[Given task]: Locate each line in the entries below that contains the word "shoreline". Copy every such line in full.

+++ Dataset rows

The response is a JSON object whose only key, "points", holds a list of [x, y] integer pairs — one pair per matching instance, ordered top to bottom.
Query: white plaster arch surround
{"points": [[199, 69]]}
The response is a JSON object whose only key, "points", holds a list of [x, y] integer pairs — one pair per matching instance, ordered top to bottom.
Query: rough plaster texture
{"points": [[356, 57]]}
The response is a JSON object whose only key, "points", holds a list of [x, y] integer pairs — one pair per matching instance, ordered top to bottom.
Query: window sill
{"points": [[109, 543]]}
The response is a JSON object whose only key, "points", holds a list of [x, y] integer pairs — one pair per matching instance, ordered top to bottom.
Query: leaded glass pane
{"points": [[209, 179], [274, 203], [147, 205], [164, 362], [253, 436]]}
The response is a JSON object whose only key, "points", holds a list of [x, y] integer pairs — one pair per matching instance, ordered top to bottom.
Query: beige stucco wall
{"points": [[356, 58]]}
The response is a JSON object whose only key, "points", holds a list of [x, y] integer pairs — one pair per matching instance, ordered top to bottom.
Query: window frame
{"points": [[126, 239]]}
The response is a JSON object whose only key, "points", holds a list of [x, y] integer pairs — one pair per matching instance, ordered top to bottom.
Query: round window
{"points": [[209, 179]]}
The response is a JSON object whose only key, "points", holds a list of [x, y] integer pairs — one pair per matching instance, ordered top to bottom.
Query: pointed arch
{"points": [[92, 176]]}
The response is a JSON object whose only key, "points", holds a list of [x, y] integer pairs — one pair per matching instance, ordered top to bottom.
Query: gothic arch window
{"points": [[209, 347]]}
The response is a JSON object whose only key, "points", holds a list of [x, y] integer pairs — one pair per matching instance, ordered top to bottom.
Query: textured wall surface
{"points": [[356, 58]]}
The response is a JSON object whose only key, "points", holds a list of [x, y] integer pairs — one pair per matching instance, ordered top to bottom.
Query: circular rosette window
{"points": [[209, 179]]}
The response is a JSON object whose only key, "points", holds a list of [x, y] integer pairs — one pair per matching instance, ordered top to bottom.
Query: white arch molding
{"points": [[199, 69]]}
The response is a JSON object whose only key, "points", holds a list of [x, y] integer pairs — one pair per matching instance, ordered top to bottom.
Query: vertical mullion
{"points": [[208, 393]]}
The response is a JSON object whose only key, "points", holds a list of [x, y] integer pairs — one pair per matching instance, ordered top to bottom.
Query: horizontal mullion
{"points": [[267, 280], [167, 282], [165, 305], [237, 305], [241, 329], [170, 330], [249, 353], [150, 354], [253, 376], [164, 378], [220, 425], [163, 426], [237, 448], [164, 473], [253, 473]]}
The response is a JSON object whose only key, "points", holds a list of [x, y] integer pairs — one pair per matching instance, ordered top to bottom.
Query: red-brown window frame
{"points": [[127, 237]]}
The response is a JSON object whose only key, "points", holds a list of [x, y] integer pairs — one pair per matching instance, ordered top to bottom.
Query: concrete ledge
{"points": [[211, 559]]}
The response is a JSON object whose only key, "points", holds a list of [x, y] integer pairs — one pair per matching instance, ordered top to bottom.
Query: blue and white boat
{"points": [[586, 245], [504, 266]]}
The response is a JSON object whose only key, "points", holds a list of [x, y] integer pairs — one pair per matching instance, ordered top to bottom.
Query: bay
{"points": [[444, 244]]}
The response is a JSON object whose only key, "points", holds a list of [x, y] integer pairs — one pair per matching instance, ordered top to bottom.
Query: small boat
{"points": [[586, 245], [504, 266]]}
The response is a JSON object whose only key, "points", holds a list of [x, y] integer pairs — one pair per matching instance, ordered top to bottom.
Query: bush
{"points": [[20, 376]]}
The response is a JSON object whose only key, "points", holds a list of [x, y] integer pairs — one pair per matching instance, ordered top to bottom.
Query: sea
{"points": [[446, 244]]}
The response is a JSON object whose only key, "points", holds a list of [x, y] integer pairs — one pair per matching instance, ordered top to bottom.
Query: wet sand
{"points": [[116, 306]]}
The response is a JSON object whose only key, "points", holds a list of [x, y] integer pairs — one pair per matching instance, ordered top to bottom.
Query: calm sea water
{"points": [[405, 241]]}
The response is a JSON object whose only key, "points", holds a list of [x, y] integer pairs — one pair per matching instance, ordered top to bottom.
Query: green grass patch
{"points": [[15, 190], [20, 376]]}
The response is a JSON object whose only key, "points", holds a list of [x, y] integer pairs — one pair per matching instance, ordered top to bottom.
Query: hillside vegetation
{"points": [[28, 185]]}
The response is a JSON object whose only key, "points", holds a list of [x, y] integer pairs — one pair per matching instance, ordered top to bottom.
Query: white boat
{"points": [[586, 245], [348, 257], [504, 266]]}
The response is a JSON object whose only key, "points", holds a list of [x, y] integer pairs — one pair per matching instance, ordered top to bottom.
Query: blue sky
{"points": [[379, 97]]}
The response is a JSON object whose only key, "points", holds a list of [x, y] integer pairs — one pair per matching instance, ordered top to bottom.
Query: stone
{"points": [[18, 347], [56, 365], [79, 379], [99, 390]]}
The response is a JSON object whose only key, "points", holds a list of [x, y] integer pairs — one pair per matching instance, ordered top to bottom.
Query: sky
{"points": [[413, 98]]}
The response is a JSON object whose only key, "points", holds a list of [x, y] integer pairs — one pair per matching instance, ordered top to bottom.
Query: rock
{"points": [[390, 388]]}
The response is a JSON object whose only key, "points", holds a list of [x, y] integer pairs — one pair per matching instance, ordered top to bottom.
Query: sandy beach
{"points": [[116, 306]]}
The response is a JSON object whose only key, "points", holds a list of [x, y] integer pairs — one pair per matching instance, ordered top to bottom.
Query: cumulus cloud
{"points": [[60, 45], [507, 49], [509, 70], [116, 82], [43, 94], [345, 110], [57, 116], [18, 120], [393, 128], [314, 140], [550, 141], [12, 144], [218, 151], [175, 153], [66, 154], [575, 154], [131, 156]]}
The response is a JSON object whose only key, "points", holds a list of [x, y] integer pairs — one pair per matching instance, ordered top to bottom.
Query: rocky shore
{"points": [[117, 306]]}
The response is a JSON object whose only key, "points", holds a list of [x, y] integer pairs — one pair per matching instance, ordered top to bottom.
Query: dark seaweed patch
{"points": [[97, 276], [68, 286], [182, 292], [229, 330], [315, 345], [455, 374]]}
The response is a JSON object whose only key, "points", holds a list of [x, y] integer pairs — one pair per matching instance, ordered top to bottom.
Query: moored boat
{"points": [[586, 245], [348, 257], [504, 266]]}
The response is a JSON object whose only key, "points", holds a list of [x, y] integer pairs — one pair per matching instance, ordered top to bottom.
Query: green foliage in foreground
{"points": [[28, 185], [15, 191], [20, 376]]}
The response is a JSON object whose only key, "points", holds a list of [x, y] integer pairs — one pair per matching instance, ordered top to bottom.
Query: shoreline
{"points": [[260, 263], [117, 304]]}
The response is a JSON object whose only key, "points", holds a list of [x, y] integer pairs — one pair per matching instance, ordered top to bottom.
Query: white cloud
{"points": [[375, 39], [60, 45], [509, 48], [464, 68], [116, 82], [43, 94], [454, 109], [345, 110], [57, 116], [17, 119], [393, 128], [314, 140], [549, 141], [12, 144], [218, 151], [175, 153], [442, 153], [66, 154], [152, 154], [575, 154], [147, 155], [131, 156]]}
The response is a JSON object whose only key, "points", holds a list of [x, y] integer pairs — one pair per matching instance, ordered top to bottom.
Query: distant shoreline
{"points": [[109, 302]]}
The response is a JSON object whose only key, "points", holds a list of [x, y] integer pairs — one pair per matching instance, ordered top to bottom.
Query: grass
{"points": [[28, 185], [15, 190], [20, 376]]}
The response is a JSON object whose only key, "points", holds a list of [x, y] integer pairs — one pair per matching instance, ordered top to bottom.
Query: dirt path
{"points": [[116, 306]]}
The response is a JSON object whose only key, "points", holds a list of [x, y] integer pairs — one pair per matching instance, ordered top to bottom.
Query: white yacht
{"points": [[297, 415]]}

++++++

[Answer to this exercise]:
Query: shoreline
Query: distant shoreline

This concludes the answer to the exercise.